- **情報の活用**:
A: 「折角」とジム通いについての本文にある「ジムには、主に、23時前後の夜遅く通っている。」という一文を英語に訳してください。
B: 「折角」とジム通いについての本文を、最後の文の続きから書き進めてください。

- **演習用本文**:
#####

いろいろの困難を排して事をするさま。無理をして。苦労して。わざわざ。「――来てくれたんだから、ゆっくりしていきなさい」

禁止にしようぜ、この使い方。折角続けている会議も、折角大きくしたあの事業も、折角始めたキックボクシングも、成果が続かないなら次だ次。次のアイデアを考えるために、私たちは生きて、考え、行動しているんだろう。「折角」の呪縛は、頭の回転を止める罠だ。身をもってそのことを学んだ。

ジムには、主に、23時前後の夜遅く通っている。繰り返すが、控えめに言ってマーベラス。インクレディブル。要はサイコーなのだ。 ランニングマシンやバイクにはモニタが据え付けられており、テレビやYouTubeが見られるし、Bluetoothイヤホンも接続可能。もちろん自前のスマホを立てかけて、自身で契約している各種動画配信サービスを楽しんだっていい。Wi-Fiは当然完備だ。これまでも、深夜、自宅でビールでも飲みながら、だらしなく延々と「イカゲーム」なんかを見ていたわけだから、同時に運動ができちゃう利点は果てしない。

#####

- **フレーズグラウンディング用データ**:
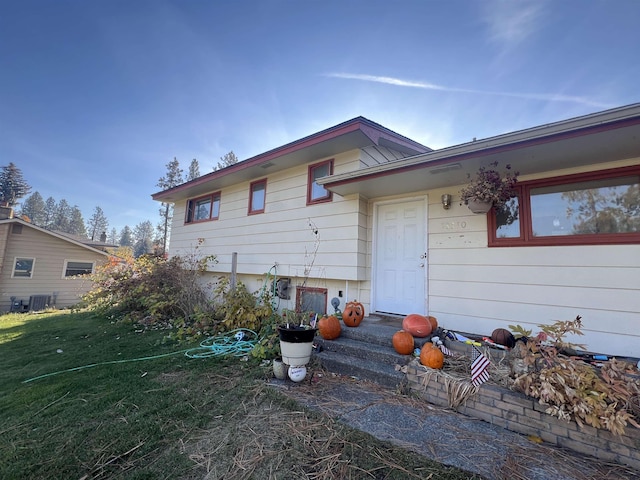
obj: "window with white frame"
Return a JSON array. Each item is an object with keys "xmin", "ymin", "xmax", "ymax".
[
  {"xmin": 249, "ymin": 178, "xmax": 267, "ymax": 215},
  {"xmin": 11, "ymin": 257, "xmax": 36, "ymax": 278},
  {"xmin": 307, "ymin": 160, "xmax": 333, "ymax": 205},
  {"xmin": 63, "ymin": 260, "xmax": 94, "ymax": 278}
]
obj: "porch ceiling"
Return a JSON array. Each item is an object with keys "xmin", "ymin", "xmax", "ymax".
[{"xmin": 318, "ymin": 104, "xmax": 640, "ymax": 198}]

#####

- **各項目の解答**:
A: I go to the gym mostly late at night, around 11 p.m.

B:
↑写真はイメージで、筆者ではありません

もちろん、あらゆる部位の筋肉を鍛えるマシンも超充実。自分なりに負荷を設定してトレーニングできるので、無理がない。太ももや足腰など、これまで日常ではあまり意識してこなかった箇所を鍛えることもでき、これならば来るべきロコモ時代にもなんだか打ち勝てそうな気がしている。 キックボクシングのように、日常にあまり出てこない動きをするわけでもないので、身体の他の箇所に負担をかけることもないのである。

超快適ジム生活に会った落とし穴

もう一つ本当に良い点があった。それは、24時間オープンなので、夜中など人が少ない時間に黙々とトレーニングに集中できるという点だ。20時以降はトレーナーもおらず、すべて自己完結。当然悪夢の「二人一組のスパーリング」みたいなものもないので、ほかの人と会話することさえない。ジムの中は薄いBGMだけが鳴り響いている、超快適空間なのだ。

しかし、その快適は、破られた。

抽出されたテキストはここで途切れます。